+++ Records to process

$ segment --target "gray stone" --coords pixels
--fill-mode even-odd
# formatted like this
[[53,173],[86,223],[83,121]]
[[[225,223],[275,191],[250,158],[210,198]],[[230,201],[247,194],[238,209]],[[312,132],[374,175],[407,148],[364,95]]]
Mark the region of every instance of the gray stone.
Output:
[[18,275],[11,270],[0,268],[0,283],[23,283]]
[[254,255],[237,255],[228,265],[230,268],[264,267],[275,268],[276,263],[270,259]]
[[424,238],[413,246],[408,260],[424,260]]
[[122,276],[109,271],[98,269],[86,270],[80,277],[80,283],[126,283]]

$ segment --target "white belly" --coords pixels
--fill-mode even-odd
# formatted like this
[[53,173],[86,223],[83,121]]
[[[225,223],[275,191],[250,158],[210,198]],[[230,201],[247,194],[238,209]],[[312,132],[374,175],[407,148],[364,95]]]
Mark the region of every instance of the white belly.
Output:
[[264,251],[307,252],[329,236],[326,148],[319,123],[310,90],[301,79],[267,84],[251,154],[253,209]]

++++++

§ Task
Please update the data above by replacing "gray stone" with "dark stone" and leaving everything else unchanged.

§ Response
$ segment --target "dark stone" --coords pixels
--fill-mode even-odd
# formatted like this
[[53,173],[86,223],[83,121]]
[[[225,223],[275,191],[250,158],[210,198]],[[230,201],[247,194],[238,209]],[[312,132],[374,175],[407,148],[364,95]]]
Mark the region of every instance of the dark stone.
Output:
[[18,275],[11,270],[0,268],[0,283],[23,283]]
[[254,255],[237,255],[228,265],[230,268],[264,267],[275,268],[276,263],[270,259]]
[[424,238],[413,246],[408,260],[424,260]]
[[122,276],[109,271],[98,269],[86,270],[80,277],[80,283],[126,283]]

$ segment --target "white belly" --coords pixels
--fill-mode even-odd
# formatted like this
[[53,173],[86,223],[83,121]]
[[[225,223],[275,191],[250,158],[210,198]],[[230,201],[247,194],[238,209]],[[312,132],[374,175],[407,148],[364,95]]]
Mark the region of every instance of the white belly.
Output:
[[264,251],[307,252],[329,236],[326,148],[319,123],[310,90],[301,79],[267,84],[251,154],[253,209]]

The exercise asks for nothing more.